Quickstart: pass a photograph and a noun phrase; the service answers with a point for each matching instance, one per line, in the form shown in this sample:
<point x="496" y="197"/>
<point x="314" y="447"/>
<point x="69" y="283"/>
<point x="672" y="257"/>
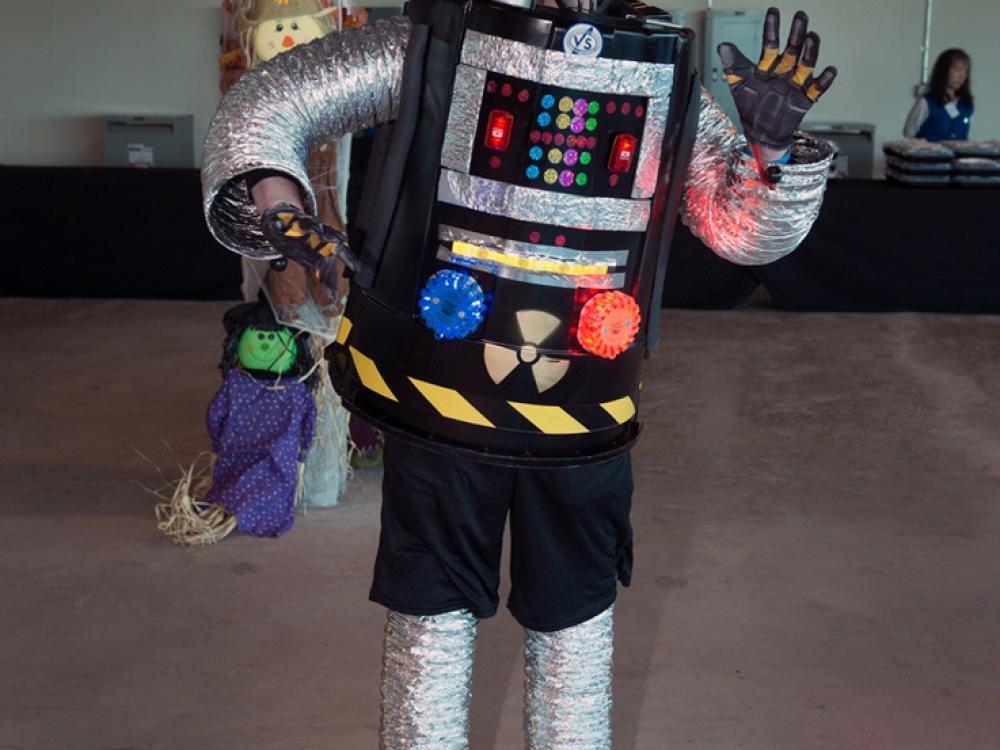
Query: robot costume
<point x="508" y="257"/>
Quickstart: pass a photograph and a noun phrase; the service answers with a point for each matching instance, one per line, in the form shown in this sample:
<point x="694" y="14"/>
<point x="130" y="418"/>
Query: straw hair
<point x="184" y="516"/>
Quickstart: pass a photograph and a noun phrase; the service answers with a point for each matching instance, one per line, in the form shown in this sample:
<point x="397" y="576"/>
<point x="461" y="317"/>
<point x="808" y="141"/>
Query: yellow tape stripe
<point x="370" y="376"/>
<point x="788" y="61"/>
<point x="468" y="250"/>
<point x="552" y="420"/>
<point x="344" y="330"/>
<point x="451" y="404"/>
<point x="621" y="410"/>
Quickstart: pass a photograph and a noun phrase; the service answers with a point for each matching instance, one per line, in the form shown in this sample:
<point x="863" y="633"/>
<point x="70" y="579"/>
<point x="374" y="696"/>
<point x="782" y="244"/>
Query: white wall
<point x="63" y="65"/>
<point x="76" y="61"/>
<point x="876" y="49"/>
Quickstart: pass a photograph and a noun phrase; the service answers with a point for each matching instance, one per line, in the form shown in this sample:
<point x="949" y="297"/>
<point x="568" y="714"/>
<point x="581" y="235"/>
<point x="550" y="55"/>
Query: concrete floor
<point x="818" y="557"/>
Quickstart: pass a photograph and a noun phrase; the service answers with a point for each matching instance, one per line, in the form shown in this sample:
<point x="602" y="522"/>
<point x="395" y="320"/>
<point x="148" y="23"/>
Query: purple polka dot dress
<point x="260" y="431"/>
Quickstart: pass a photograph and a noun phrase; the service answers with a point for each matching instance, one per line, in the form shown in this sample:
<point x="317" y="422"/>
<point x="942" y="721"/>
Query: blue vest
<point x="940" y="126"/>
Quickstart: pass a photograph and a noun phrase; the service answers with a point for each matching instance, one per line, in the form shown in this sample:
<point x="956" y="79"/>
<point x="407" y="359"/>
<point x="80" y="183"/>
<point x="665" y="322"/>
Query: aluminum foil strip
<point x="567" y="704"/>
<point x="647" y="166"/>
<point x="338" y="84"/>
<point x="463" y="118"/>
<point x="447" y="233"/>
<point x="427" y="681"/>
<point x="556" y="68"/>
<point x="541" y="278"/>
<point x="732" y="211"/>
<point x="542" y="206"/>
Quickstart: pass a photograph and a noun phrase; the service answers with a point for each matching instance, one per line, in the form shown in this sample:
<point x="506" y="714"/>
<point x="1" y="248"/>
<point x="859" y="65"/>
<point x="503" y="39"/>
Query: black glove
<point x="773" y="96"/>
<point x="308" y="241"/>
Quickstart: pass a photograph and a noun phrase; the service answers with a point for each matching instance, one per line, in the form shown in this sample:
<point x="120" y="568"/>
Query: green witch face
<point x="267" y="350"/>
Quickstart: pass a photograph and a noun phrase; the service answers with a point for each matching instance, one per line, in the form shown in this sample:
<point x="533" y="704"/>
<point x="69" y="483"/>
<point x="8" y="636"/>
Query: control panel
<point x="558" y="139"/>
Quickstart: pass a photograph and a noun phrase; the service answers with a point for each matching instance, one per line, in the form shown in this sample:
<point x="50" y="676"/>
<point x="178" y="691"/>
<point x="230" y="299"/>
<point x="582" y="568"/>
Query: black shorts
<point x="442" y="530"/>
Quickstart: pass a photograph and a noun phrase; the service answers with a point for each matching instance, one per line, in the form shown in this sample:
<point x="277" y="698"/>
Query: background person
<point x="944" y="113"/>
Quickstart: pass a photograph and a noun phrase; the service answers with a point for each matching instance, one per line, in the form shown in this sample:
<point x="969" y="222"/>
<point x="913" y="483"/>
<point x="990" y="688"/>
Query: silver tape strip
<point x="463" y="118"/>
<point x="447" y="233"/>
<point x="541" y="206"/>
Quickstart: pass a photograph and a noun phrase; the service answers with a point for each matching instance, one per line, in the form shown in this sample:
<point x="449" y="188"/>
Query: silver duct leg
<point x="567" y="704"/>
<point x="427" y="681"/>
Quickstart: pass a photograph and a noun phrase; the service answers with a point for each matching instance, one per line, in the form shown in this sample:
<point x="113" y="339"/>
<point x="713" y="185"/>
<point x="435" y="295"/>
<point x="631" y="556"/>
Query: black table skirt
<point x="104" y="232"/>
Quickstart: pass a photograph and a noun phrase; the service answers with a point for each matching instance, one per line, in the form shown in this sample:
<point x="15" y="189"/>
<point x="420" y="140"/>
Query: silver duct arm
<point x="732" y="211"/>
<point x="339" y="84"/>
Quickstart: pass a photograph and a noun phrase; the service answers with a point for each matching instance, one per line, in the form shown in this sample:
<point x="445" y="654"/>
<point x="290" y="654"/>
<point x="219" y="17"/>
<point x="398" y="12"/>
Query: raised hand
<point x="773" y="96"/>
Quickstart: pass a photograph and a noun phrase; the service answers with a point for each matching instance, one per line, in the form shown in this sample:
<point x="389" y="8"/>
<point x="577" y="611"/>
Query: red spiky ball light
<point x="609" y="323"/>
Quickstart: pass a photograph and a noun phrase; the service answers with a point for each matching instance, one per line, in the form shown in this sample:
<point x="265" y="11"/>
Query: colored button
<point x="499" y="129"/>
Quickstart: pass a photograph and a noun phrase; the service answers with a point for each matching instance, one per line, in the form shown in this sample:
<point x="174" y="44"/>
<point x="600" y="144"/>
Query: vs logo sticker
<point x="584" y="40"/>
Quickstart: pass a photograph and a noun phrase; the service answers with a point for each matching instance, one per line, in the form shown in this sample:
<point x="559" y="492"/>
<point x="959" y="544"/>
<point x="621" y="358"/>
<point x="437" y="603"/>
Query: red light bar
<point x="622" y="153"/>
<point x="498" y="130"/>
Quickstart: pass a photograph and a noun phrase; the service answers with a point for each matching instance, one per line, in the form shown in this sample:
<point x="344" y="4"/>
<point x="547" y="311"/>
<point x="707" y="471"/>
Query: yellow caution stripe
<point x="551" y="420"/>
<point x="370" y="375"/>
<point x="621" y="410"/>
<point x="491" y="412"/>
<point x="450" y="403"/>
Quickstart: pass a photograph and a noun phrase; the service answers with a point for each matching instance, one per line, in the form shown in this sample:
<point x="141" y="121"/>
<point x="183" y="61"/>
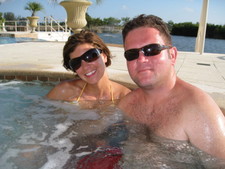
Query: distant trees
<point x="181" y="29"/>
<point x="191" y="29"/>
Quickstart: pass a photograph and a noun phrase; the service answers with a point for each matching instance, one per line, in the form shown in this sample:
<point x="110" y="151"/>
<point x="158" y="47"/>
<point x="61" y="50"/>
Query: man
<point x="170" y="107"/>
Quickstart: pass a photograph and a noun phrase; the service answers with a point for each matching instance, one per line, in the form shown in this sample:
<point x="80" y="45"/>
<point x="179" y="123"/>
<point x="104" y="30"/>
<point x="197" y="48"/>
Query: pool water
<point x="7" y="40"/>
<point x="39" y="133"/>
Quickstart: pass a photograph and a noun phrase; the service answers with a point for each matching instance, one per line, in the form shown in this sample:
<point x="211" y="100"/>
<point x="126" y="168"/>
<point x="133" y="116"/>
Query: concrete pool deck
<point x="43" y="61"/>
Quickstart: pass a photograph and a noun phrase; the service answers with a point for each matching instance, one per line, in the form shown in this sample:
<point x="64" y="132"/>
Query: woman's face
<point x="91" y="72"/>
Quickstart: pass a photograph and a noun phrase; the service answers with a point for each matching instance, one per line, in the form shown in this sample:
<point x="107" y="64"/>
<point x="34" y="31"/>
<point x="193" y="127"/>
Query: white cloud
<point x="1" y="1"/>
<point x="124" y="7"/>
<point x="189" y="10"/>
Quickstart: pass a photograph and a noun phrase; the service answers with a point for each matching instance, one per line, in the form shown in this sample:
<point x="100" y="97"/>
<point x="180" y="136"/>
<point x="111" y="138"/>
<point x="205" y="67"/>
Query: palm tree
<point x="33" y="7"/>
<point x="97" y="1"/>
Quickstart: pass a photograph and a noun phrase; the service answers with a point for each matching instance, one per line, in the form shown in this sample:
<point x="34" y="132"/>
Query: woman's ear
<point x="173" y="55"/>
<point x="104" y="57"/>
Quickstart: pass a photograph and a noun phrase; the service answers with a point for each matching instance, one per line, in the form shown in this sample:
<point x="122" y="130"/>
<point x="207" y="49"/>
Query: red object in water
<point x="104" y="159"/>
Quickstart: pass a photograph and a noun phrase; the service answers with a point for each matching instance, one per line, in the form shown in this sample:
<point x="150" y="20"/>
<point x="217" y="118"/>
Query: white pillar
<point x="200" y="40"/>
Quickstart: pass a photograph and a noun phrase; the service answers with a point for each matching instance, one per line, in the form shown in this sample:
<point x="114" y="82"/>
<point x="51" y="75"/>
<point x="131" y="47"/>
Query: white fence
<point x="48" y="25"/>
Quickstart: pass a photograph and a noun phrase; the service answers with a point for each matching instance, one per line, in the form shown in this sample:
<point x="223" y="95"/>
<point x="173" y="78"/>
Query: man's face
<point x="148" y="71"/>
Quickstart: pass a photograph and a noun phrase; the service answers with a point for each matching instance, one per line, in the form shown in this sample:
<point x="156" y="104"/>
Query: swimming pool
<point x="7" y="40"/>
<point x="39" y="133"/>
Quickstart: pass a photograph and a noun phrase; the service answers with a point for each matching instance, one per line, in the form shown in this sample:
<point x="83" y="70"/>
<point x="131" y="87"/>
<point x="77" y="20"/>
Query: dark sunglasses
<point x="89" y="56"/>
<point x="148" y="50"/>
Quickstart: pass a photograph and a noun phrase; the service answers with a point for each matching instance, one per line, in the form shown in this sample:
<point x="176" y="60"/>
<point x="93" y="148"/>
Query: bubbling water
<point x="39" y="133"/>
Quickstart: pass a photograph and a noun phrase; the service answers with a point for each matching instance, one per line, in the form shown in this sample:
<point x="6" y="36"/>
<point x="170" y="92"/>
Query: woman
<point x="87" y="55"/>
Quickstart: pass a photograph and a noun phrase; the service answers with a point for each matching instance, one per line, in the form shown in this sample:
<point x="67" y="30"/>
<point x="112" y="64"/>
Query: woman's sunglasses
<point x="148" y="50"/>
<point x="89" y="56"/>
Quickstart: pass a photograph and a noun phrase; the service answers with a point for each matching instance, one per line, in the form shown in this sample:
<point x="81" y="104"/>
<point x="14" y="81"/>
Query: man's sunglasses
<point x="148" y="50"/>
<point x="89" y="56"/>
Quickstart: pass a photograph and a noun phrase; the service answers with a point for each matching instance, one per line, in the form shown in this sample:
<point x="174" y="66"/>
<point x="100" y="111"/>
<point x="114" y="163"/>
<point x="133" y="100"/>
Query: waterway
<point x="183" y="43"/>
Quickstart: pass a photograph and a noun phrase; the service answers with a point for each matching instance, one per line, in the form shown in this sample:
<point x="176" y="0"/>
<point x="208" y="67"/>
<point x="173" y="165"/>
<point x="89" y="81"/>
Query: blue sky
<point x="175" y="10"/>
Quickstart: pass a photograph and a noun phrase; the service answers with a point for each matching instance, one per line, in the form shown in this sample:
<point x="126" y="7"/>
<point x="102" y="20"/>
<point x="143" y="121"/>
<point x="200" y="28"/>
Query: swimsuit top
<point x="111" y="92"/>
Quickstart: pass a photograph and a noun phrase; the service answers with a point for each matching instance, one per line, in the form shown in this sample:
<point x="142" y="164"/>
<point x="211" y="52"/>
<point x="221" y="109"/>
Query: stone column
<point x="76" y="13"/>
<point x="33" y="23"/>
<point x="200" y="40"/>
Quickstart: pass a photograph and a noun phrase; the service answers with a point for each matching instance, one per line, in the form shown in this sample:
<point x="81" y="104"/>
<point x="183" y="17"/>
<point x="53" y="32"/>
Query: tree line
=-=-=-=-=
Count the lines in the listing above that contain the string "woman", treating uppercase and lowercase as different. Reply with the number alone.

▶ _ANSWER TO THIS EXERCISE_:
4